Goal: Please count the lines in the items below that contain the string "beige", treating uppercase and lowercase as different. Give only the number.

Dataset records:
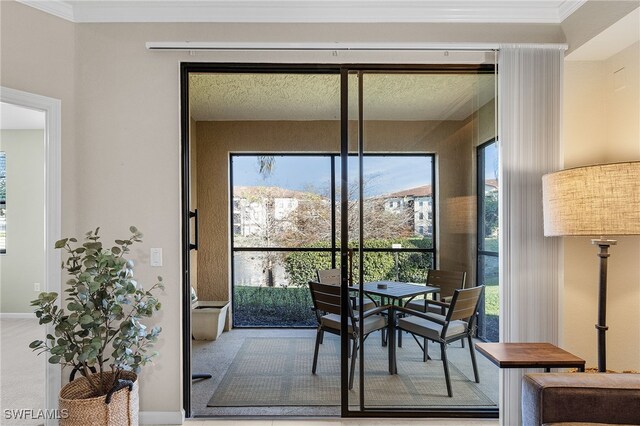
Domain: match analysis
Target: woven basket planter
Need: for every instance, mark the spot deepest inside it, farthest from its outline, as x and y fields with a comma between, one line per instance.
x=82, y=409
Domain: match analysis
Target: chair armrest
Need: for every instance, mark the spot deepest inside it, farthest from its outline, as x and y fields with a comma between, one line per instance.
x=375, y=311
x=419, y=314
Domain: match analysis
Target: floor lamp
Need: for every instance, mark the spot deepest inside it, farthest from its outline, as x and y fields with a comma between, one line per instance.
x=600, y=200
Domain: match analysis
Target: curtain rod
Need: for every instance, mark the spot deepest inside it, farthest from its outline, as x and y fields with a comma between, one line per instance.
x=339, y=46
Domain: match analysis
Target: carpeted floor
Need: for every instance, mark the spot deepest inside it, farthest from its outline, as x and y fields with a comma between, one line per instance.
x=277, y=372
x=21, y=370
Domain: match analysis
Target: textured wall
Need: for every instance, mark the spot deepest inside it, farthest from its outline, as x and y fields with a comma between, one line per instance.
x=23, y=265
x=602, y=124
x=452, y=142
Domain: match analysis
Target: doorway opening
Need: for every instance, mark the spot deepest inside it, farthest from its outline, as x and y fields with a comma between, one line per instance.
x=270, y=154
x=31, y=142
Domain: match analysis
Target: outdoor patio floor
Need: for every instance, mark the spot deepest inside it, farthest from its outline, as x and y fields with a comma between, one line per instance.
x=216, y=358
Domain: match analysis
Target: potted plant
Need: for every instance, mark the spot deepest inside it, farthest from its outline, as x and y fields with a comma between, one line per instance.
x=99, y=333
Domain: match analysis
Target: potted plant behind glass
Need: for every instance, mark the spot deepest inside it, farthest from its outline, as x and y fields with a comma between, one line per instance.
x=99, y=333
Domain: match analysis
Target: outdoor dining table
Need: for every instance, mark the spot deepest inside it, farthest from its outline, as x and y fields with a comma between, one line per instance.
x=395, y=292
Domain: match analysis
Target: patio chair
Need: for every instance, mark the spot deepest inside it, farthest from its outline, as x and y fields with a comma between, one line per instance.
x=447, y=282
x=332, y=276
x=457, y=324
x=326, y=304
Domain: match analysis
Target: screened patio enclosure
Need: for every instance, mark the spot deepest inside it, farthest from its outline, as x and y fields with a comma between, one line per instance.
x=373, y=171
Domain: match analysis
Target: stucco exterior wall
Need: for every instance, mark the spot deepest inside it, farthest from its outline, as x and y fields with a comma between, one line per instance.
x=452, y=142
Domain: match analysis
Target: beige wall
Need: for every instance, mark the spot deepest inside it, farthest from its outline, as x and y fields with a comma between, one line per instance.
x=120, y=126
x=602, y=124
x=39, y=56
x=453, y=143
x=23, y=264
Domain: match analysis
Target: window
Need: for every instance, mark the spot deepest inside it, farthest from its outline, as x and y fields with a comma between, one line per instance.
x=3, y=202
x=488, y=232
x=291, y=227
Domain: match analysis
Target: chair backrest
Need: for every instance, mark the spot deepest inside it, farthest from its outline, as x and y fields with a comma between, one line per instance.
x=464, y=303
x=328, y=276
x=446, y=281
x=326, y=298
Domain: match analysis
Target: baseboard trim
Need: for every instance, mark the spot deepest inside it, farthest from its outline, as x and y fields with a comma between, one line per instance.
x=27, y=315
x=161, y=417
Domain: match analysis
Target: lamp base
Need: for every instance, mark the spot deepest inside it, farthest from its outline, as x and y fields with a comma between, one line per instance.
x=601, y=326
x=603, y=242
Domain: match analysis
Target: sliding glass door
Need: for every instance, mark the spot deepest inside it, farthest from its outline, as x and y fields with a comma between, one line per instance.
x=414, y=211
x=369, y=169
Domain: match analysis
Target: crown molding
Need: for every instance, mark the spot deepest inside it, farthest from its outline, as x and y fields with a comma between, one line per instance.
x=567, y=7
x=310, y=11
x=61, y=9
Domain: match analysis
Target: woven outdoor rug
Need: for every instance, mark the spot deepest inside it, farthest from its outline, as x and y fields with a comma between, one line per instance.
x=277, y=372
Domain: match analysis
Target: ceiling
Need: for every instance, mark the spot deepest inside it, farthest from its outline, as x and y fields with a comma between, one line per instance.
x=520, y=11
x=611, y=40
x=18, y=118
x=404, y=97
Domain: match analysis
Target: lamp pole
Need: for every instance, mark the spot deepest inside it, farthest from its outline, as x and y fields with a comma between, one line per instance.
x=602, y=302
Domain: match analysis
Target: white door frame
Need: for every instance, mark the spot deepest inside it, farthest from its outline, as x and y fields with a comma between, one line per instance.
x=52, y=205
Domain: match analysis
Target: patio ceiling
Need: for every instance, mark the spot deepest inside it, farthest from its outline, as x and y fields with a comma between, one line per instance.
x=402, y=97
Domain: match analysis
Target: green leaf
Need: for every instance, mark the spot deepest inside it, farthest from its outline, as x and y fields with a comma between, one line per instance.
x=61, y=243
x=85, y=319
x=55, y=359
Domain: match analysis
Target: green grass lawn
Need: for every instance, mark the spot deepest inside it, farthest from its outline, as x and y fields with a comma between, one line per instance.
x=491, y=300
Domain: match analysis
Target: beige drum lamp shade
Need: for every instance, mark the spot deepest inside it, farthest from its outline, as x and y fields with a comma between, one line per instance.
x=594, y=200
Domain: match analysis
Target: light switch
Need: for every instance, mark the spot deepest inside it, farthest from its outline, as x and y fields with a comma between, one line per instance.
x=156, y=257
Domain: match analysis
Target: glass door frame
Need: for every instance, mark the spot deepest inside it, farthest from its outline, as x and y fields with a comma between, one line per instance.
x=187, y=68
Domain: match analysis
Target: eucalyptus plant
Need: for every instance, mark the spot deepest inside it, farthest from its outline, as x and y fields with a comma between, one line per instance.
x=101, y=327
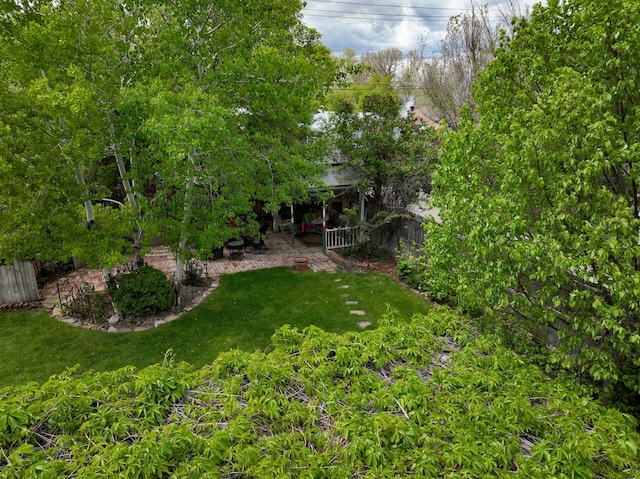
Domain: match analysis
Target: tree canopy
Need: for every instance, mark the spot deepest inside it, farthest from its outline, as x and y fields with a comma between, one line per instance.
x=428, y=398
x=185, y=112
x=539, y=198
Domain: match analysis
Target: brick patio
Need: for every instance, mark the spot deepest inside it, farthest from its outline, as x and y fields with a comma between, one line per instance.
x=280, y=253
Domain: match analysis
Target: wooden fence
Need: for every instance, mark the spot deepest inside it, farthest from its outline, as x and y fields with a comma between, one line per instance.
x=18, y=283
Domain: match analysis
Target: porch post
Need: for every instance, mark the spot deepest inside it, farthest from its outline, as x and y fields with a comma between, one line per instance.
x=361, y=212
x=292, y=228
x=324, y=226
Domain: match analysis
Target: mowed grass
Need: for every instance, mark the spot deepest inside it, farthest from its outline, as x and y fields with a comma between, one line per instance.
x=242, y=313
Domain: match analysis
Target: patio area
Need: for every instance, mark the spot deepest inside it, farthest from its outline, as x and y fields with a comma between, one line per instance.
x=280, y=253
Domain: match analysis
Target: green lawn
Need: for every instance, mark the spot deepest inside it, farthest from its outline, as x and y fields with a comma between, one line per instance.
x=243, y=312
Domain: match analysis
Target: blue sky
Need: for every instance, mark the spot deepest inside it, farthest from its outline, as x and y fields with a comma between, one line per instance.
x=371, y=25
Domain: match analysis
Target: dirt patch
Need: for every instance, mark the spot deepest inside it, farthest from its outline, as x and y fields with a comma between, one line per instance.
x=348, y=263
x=190, y=296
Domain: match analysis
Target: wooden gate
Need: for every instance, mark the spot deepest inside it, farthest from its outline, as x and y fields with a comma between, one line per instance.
x=18, y=283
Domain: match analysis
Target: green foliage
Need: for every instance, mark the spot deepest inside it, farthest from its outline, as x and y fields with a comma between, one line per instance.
x=392, y=156
x=539, y=198
x=144, y=291
x=413, y=271
x=201, y=123
x=429, y=399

Solution: 2